Please say how many lines of the entries below contain the word "soccer", and leave out everything else.

════════════════════

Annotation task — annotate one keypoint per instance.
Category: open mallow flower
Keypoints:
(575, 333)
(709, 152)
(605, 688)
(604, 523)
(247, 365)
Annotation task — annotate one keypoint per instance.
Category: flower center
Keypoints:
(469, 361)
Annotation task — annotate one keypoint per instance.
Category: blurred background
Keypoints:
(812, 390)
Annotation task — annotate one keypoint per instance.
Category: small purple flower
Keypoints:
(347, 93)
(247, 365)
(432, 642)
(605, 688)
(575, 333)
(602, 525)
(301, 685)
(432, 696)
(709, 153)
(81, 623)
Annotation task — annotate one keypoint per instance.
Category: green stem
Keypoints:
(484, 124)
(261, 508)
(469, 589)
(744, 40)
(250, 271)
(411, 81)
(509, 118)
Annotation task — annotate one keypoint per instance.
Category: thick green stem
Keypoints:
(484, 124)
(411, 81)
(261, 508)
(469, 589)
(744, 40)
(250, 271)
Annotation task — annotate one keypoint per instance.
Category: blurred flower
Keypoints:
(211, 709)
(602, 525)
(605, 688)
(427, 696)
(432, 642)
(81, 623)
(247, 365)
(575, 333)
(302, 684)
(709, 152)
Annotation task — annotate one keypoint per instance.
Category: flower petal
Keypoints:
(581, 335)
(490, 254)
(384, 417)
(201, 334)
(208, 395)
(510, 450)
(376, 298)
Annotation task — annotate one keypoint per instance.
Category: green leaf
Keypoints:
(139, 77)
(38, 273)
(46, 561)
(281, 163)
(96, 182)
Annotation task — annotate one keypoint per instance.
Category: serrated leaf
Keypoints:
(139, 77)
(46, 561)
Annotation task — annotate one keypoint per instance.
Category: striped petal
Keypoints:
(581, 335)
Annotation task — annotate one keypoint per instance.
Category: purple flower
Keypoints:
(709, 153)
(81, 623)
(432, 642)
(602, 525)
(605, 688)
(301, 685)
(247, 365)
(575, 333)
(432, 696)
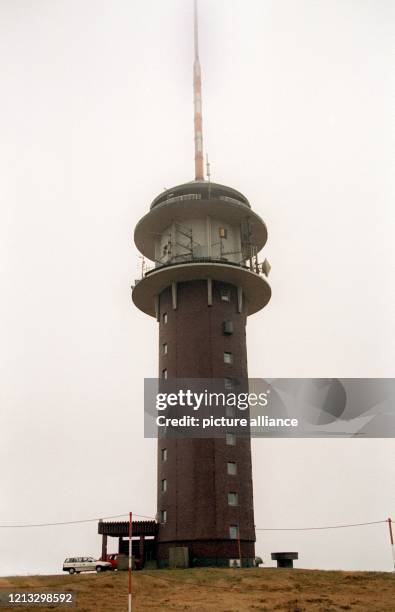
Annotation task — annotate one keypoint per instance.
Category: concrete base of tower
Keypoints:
(210, 553)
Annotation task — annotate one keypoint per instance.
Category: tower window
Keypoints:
(228, 384)
(230, 439)
(233, 499)
(232, 468)
(225, 295)
(228, 328)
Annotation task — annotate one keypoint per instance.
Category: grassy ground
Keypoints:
(222, 590)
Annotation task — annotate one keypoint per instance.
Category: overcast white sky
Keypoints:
(95, 120)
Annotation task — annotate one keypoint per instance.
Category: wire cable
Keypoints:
(317, 528)
(151, 518)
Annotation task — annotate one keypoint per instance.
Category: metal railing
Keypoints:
(195, 260)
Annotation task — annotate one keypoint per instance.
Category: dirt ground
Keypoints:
(220, 590)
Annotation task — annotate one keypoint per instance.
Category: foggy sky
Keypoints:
(96, 118)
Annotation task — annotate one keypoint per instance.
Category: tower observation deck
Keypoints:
(203, 241)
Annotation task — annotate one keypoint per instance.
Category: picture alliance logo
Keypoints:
(208, 399)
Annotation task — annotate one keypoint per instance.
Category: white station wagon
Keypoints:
(75, 565)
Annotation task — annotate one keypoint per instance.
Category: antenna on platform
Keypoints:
(197, 98)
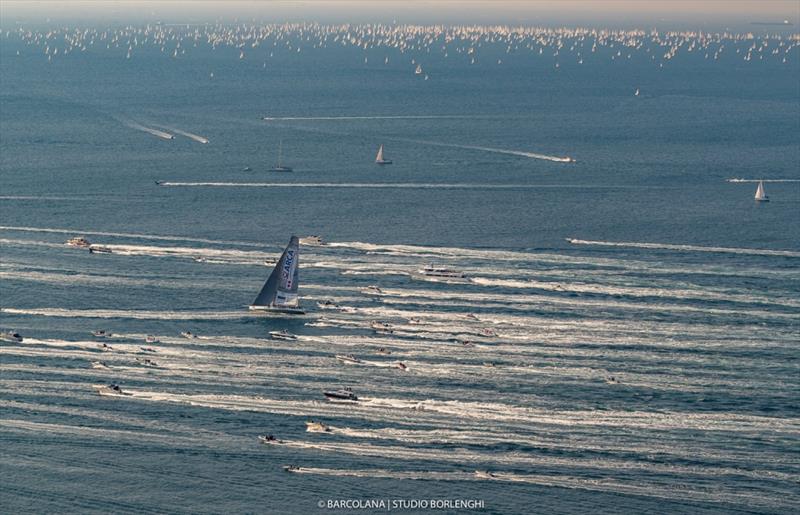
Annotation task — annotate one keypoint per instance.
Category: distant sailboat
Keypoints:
(379, 159)
(280, 167)
(760, 195)
(279, 294)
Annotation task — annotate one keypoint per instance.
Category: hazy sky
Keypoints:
(569, 12)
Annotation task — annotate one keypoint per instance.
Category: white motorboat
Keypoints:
(110, 390)
(381, 159)
(317, 427)
(282, 335)
(760, 195)
(10, 336)
(348, 358)
(78, 241)
(312, 240)
(344, 394)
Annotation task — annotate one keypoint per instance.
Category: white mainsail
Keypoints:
(279, 293)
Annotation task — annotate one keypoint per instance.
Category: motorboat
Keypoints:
(313, 240)
(371, 290)
(269, 440)
(110, 390)
(380, 159)
(344, 394)
(282, 335)
(327, 304)
(10, 336)
(348, 358)
(280, 167)
(441, 272)
(78, 241)
(279, 295)
(317, 427)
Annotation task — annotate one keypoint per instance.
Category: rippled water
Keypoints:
(678, 287)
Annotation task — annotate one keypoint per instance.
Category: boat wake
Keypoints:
(686, 248)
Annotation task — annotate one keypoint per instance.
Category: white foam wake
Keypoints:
(686, 248)
(373, 185)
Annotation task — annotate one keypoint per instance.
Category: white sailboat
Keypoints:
(379, 159)
(279, 294)
(760, 195)
(280, 167)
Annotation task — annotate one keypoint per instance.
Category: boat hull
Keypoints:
(266, 310)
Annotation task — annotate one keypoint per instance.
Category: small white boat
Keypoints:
(110, 390)
(280, 167)
(269, 440)
(348, 358)
(282, 335)
(380, 159)
(760, 195)
(327, 304)
(78, 241)
(345, 394)
(312, 240)
(440, 272)
(10, 336)
(317, 427)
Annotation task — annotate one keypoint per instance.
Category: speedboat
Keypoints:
(381, 327)
(110, 390)
(348, 358)
(312, 240)
(345, 394)
(269, 440)
(282, 335)
(317, 427)
(441, 272)
(10, 336)
(78, 242)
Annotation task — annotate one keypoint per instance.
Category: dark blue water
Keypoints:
(680, 285)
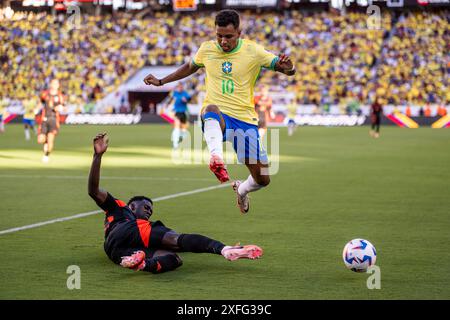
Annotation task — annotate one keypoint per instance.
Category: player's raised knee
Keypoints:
(211, 108)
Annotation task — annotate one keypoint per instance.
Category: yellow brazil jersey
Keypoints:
(30, 108)
(231, 76)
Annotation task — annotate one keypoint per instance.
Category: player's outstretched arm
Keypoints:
(285, 65)
(182, 72)
(100, 147)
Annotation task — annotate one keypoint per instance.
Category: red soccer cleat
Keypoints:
(136, 261)
(239, 252)
(218, 167)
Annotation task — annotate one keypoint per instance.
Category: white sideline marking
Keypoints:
(85, 214)
(103, 178)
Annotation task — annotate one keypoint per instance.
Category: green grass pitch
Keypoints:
(333, 185)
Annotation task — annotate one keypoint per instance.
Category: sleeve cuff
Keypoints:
(197, 64)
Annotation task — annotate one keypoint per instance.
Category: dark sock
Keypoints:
(161, 264)
(199, 244)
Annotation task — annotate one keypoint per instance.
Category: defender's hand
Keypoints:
(152, 80)
(285, 62)
(101, 143)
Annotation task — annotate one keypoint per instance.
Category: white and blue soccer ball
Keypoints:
(359, 255)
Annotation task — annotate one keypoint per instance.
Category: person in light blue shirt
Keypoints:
(180, 99)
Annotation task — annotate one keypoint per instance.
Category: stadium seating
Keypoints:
(337, 57)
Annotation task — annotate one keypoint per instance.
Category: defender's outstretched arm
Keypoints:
(100, 147)
(182, 72)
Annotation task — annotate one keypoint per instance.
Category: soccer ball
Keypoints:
(359, 255)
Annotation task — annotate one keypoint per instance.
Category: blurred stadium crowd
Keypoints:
(339, 60)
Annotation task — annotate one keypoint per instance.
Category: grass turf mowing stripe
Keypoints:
(103, 177)
(85, 214)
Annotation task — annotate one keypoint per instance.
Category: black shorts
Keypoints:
(181, 116)
(124, 240)
(48, 126)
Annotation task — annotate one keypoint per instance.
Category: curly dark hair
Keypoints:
(139, 198)
(227, 17)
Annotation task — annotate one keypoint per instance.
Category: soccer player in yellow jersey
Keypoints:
(30, 107)
(232, 67)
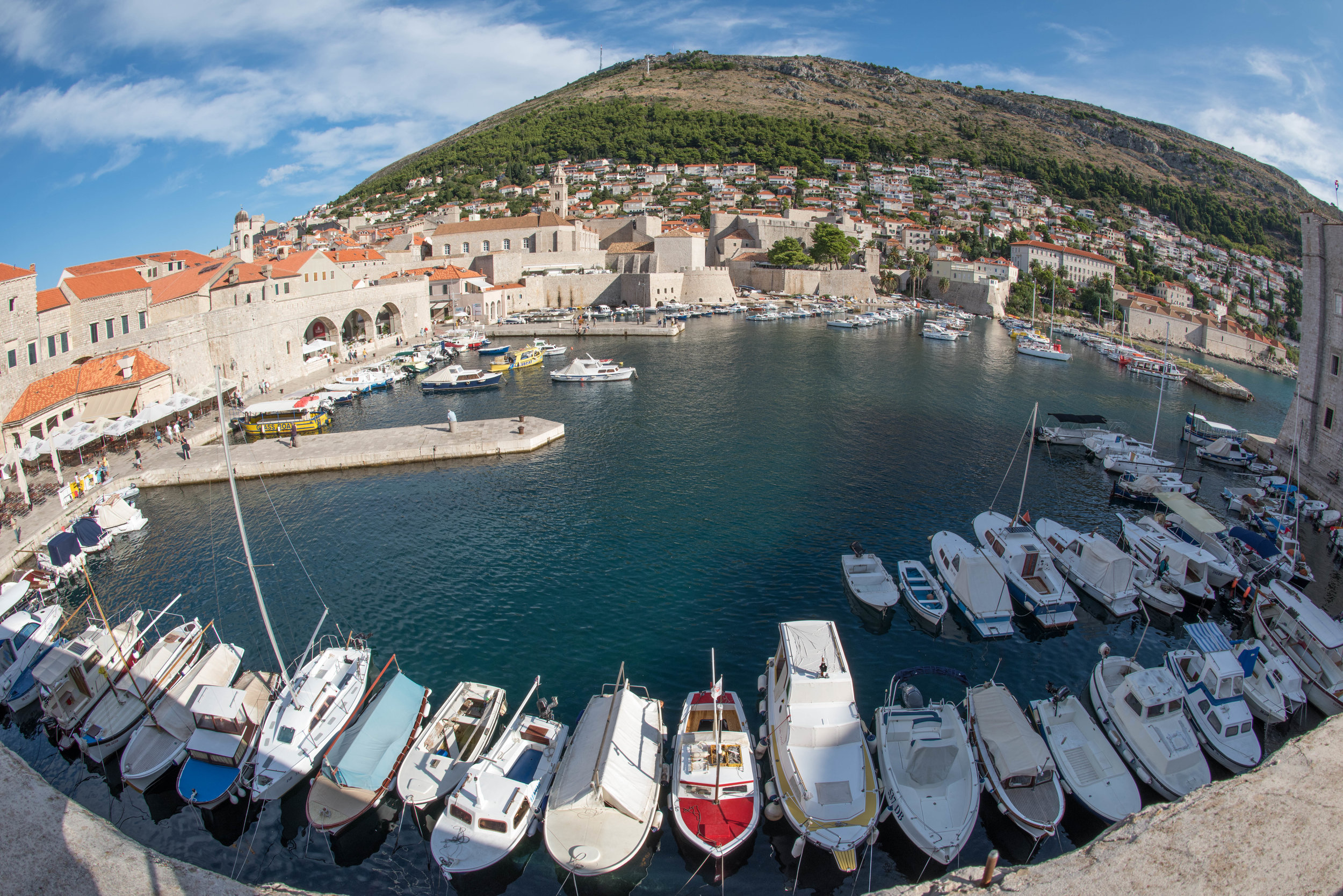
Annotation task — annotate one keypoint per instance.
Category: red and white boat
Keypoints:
(713, 797)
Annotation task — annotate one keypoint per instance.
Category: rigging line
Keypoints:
(1008, 472)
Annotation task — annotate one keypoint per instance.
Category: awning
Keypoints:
(111, 404)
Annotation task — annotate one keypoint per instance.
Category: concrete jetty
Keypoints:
(356, 449)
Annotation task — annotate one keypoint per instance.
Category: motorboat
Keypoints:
(512, 784)
(713, 797)
(1196, 526)
(928, 774)
(1215, 699)
(1087, 763)
(605, 798)
(1095, 565)
(1295, 628)
(454, 378)
(1020, 774)
(867, 580)
(74, 677)
(111, 723)
(1182, 565)
(590, 370)
(1072, 429)
(973, 585)
(450, 742)
(1226, 453)
(1142, 712)
(925, 596)
(1013, 548)
(307, 717)
(530, 356)
(818, 757)
(360, 766)
(23, 636)
(1135, 463)
(227, 730)
(1272, 684)
(160, 742)
(117, 518)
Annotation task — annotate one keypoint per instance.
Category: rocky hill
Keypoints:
(778, 111)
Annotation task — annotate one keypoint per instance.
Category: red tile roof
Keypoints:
(106, 284)
(92, 377)
(52, 299)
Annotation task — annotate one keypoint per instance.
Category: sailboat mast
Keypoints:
(1027, 472)
(242, 531)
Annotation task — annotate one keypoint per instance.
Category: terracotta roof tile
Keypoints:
(92, 377)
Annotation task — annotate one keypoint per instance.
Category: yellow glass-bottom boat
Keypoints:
(527, 358)
(281, 418)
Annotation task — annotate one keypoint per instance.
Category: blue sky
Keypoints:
(143, 125)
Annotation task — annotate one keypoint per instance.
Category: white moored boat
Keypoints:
(867, 580)
(1143, 714)
(1019, 770)
(818, 757)
(1088, 765)
(499, 801)
(590, 370)
(1094, 565)
(928, 771)
(973, 585)
(450, 742)
(605, 800)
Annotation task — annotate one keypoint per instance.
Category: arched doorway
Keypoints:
(388, 320)
(355, 326)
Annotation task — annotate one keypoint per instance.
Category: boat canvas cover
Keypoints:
(629, 761)
(88, 531)
(1192, 514)
(1014, 746)
(1106, 566)
(366, 753)
(1258, 543)
(62, 547)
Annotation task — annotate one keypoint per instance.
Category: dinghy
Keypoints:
(1213, 683)
(1295, 628)
(1143, 714)
(973, 585)
(605, 800)
(360, 766)
(1094, 565)
(160, 742)
(818, 757)
(867, 580)
(1019, 770)
(454, 738)
(1088, 765)
(713, 797)
(499, 801)
(112, 722)
(928, 773)
(305, 718)
(922, 591)
(1013, 548)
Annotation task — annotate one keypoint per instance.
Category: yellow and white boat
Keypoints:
(825, 776)
(281, 418)
(527, 358)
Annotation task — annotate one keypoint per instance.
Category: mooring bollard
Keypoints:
(990, 864)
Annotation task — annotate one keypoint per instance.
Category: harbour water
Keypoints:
(694, 508)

════════════════════

Solution for this problem:
4